### [To be done]
Copy out each of the records below word for word, keeping every line as it is.

═══ Input data

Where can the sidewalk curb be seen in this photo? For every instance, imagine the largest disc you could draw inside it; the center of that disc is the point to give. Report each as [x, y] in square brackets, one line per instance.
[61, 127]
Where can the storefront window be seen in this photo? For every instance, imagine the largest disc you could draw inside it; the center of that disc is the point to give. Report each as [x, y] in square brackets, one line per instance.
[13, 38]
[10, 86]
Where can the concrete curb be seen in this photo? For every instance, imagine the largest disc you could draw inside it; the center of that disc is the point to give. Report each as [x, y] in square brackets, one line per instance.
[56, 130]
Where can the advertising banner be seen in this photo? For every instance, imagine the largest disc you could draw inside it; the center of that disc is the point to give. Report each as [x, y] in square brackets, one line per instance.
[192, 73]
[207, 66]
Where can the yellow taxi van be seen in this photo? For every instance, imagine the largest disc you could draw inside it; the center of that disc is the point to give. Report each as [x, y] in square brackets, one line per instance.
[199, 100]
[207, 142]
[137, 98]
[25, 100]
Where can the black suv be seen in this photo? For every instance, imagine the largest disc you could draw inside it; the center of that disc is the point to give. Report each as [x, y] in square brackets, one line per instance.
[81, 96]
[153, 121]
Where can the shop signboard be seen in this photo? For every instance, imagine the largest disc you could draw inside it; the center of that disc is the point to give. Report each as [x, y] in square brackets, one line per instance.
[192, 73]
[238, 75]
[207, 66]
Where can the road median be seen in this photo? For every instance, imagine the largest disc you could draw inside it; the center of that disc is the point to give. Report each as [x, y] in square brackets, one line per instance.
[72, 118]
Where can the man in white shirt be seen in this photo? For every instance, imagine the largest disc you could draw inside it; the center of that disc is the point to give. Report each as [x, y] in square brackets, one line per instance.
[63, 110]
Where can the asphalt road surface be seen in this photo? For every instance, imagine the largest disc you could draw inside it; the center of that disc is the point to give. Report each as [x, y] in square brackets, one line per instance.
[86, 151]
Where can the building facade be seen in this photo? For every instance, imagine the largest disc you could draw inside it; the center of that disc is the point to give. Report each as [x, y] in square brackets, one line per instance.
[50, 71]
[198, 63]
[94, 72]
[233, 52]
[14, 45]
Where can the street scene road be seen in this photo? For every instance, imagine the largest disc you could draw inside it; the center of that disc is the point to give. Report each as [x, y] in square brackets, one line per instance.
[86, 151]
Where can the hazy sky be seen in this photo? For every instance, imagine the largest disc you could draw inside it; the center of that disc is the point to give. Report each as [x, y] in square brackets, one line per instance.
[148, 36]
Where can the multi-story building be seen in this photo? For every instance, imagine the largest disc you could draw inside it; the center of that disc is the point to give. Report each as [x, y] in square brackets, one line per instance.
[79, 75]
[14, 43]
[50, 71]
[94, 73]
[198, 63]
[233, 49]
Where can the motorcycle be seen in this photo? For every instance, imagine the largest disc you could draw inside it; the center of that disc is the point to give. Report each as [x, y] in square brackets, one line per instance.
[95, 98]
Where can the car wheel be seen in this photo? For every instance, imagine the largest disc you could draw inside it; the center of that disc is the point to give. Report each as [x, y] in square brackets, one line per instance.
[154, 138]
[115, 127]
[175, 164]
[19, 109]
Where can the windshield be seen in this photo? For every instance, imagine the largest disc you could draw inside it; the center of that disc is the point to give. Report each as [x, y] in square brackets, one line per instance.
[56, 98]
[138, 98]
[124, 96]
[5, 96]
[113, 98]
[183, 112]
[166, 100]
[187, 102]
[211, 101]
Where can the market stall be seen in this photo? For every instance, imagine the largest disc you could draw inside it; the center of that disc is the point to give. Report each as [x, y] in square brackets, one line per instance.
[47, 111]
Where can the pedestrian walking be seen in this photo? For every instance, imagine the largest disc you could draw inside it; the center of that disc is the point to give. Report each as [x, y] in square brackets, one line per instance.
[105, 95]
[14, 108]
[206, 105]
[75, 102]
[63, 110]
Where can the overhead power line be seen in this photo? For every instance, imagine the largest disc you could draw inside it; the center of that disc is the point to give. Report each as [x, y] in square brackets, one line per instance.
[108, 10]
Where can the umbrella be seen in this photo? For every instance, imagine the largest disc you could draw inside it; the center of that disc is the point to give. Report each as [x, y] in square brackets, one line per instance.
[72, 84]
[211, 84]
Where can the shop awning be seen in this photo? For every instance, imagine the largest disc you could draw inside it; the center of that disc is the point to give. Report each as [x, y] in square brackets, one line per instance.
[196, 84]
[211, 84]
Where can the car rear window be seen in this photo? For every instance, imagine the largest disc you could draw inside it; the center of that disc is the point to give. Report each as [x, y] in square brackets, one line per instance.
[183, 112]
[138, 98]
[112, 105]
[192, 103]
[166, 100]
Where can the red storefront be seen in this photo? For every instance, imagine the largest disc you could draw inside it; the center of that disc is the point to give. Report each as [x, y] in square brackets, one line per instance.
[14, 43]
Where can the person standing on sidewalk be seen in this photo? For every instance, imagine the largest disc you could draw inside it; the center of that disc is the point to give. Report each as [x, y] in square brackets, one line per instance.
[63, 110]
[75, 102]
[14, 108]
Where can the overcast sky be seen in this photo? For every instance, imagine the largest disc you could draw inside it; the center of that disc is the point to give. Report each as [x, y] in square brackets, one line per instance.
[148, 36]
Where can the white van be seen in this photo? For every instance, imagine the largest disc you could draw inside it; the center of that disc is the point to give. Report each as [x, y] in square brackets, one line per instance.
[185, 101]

══════

### [Response for this exercise]
Where can the sidewalk curb be seen in this photo? For every instance, imagine the largest disc you could draw inside it; the center of that disc is the point to give. Report each as [x, y] in square brackets, one line per instance.
[61, 127]
Where can the storefront window be seen in this photo? For every instance, imagine the largest disc you could draw inside it; the center of that disc is the point to give. Report each as [x, y] in square brackets, one line per instance.
[13, 38]
[10, 86]
Where can the concrete curb be seen in this photo? For every instance, imagine the largest disc you could draw inside it; the center of that disc is the point to give. Report each as [x, y] in square brackets, one line per instance.
[56, 130]
Where can the advertising banner be seen in this photo? For every instance, imagine the largest disc you could draw inside it; the center of that disc is the point to give. Report each as [x, y] in square brackets, one line per instance.
[192, 73]
[207, 66]
Where can the yellow taxi van be seen in this photo? For every instance, imagine the largest disc you could draw inside it; the center of that disc is the point to give. Report each as [x, y] in square brackets, one line per instance.
[199, 100]
[207, 142]
[137, 98]
[25, 100]
Where can the black suv be seen in this photo? For every instance, imagine the largest disc you could draw inside it; the center of that disc is the point to give. Report each as [x, y] in square brackets, one line per instance.
[81, 96]
[153, 121]
Where can the shop signboard be seen in this photo? For every instance, imagine the largest disc you could draw inside it; the center of that disc is the point to give. Report each as [x, y] in square brackets, one line per instance.
[192, 73]
[238, 75]
[207, 66]
Where can the road median be seen in this photo? For every instance, imagine the largest disc you could draw inside it; the center of that disc is the point to give. Report each as [x, y] in square brackets, one line per instance.
[72, 118]
Where can the man in white shirt be seen in this photo? For every instance, imagine the largest disc you could draw inside it; the center of that disc is the point to give. Report each as [x, y] in square brackets, one line per instance.
[63, 110]
Where can the asphalt road surface be seen in this photo? For every instance, imagine the largest disc you could draw inside it; the center of that disc is the point to give. Report each as [x, y] in square brackets, one line per instance.
[86, 151]
Where can the building facade be seen in this photo? For every instance, imagine the largest disc you could draw inside it; the center of that disc is the point to give. Report each as [x, y] in square brackets, one line per instance.
[50, 71]
[198, 63]
[94, 72]
[233, 52]
[14, 45]
Where can the street scene road be seen in this photo? For every instance, imagine the largest disc you could draw inside it; the center of that disc is the point to give. Report each as [x, y] in square brackets, one line per instance.
[86, 151]
Where can the hazy sky be seen in this photo? For every instance, imagine the largest disc you could draw inside it; the center of that disc is the point to give. Report each as [x, y] in square brackets, one line per instance.
[148, 36]
Where can the multi-story building be seen in this photo? For every instance, imagine the largest disc you could draw inside it; the center of that disc is the point to give. Report each as [x, y] in square brackets, one line per instance.
[79, 75]
[14, 43]
[50, 71]
[94, 73]
[198, 63]
[233, 49]
Where can the motorcycle be seen in this photo? For every instance, imagine the largest disc you could draw inside it; the center of that disc is the point to give. Report each as [x, y] in square brackets, one line per instance.
[95, 98]
Where can the car wheel be seen in this photo? For every instance, imagine the largest disc you could draw inside it; the center of that disc is the point to give. Report each as [x, y] in square brackets, one line per instance.
[154, 138]
[115, 127]
[175, 164]
[19, 109]
Where can the windshield be seen in this photo? For every instance, imagine the largest disc you could draw inside it; the center of that disc is the point to give. Report each as [x, y] in square brackets, one line per instance.
[56, 98]
[138, 98]
[124, 96]
[5, 96]
[113, 98]
[183, 112]
[166, 100]
[187, 102]
[211, 101]
Where can the market stall be seen in this photo? For every instance, imagine the largest disc you could draw inside it; the center of that disc is the point to give. Report each as [x, y] in square brackets, one line per instance.
[47, 111]
Where can the pedestrian walking be seen in this photo? For every instance, imagine the largest disc you could draw inside it; the center of that disc is the point to give. Report each as [x, y] in square brackets, one line per instance.
[105, 95]
[14, 108]
[206, 105]
[75, 102]
[63, 110]
Where can the overhead power line be seen in this photo? For every instance, imagine the largest disc you could draw inside it; the center of that disc is the point to give. Report each as [x, y] in square brackets, one line per instance.
[108, 10]
Where can the umbrella be seen in this photo? For every instance, imagine the largest disc you could draw inside it; the center of that disc is the point to give. Report each as [x, y] in square brackets, one line per instance.
[72, 84]
[211, 84]
Where can the shop awning be seen in this photo? For every instance, imagine the largest disc you could draw inside it; the center of that disc is the point to give. Report each as [x, y] in square brackets, one line per instance.
[196, 84]
[211, 84]
Where can the car rear window be seen in this photo? For every instance, imagine the largest disc you could draw inside it; the center of that disc is the point to give. Report each as [x, y] in square brackets, one line per instance.
[183, 112]
[138, 98]
[112, 105]
[192, 103]
[166, 100]
Where can the red storefront be seen in this photo? For every instance, imagine the largest disc you could draw inside it; the center of that disc is the point to give. Report each as [x, y] in square brackets, one line per instance.
[14, 43]
Where can the person standing on sidewalk be seen in this photo? For every instance, imagine the largest disc you could draw inside it; the center of that disc is the point to give. Report each as [x, y] in square brackets, one line per instance.
[63, 110]
[75, 102]
[14, 108]
Where can the overcast sky be seen in this photo? For every instance, imagine the largest disc you could draw inside it; the center of that disc is the point to give. Report each as [x, y] in square brackets, one line per instance.
[148, 36]
Where can the white van be seen in this photo? For every instance, imagine the largest disc you could draw inside it; the center of that disc is the point to give. Report each as [x, y] in square brackets, one line per instance.
[185, 101]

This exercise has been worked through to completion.